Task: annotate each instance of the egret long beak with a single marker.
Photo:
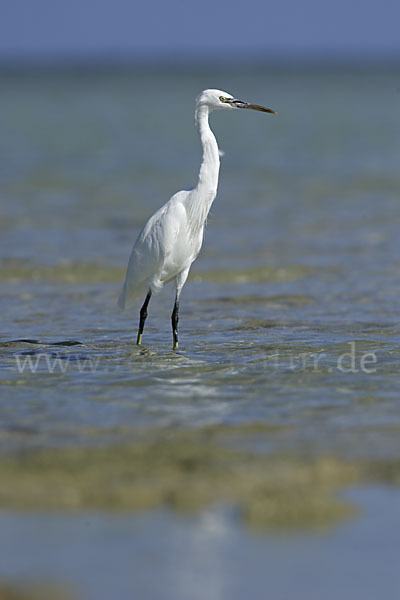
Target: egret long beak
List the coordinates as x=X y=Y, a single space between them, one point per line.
x=241 y=104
=======
■ **What you are asked to do**
Arrange every line of the items above as a numbered list, skipping blank lines and leaving out the pictures.

■ **Answer to this exercise**
1. Task: annotate each instance of the egret long beak with a single marker.
2. Photo:
3. Target: egret long beak
4. List the coordinates as x=X y=Y, a single space between them, one point per line.
5. x=241 y=104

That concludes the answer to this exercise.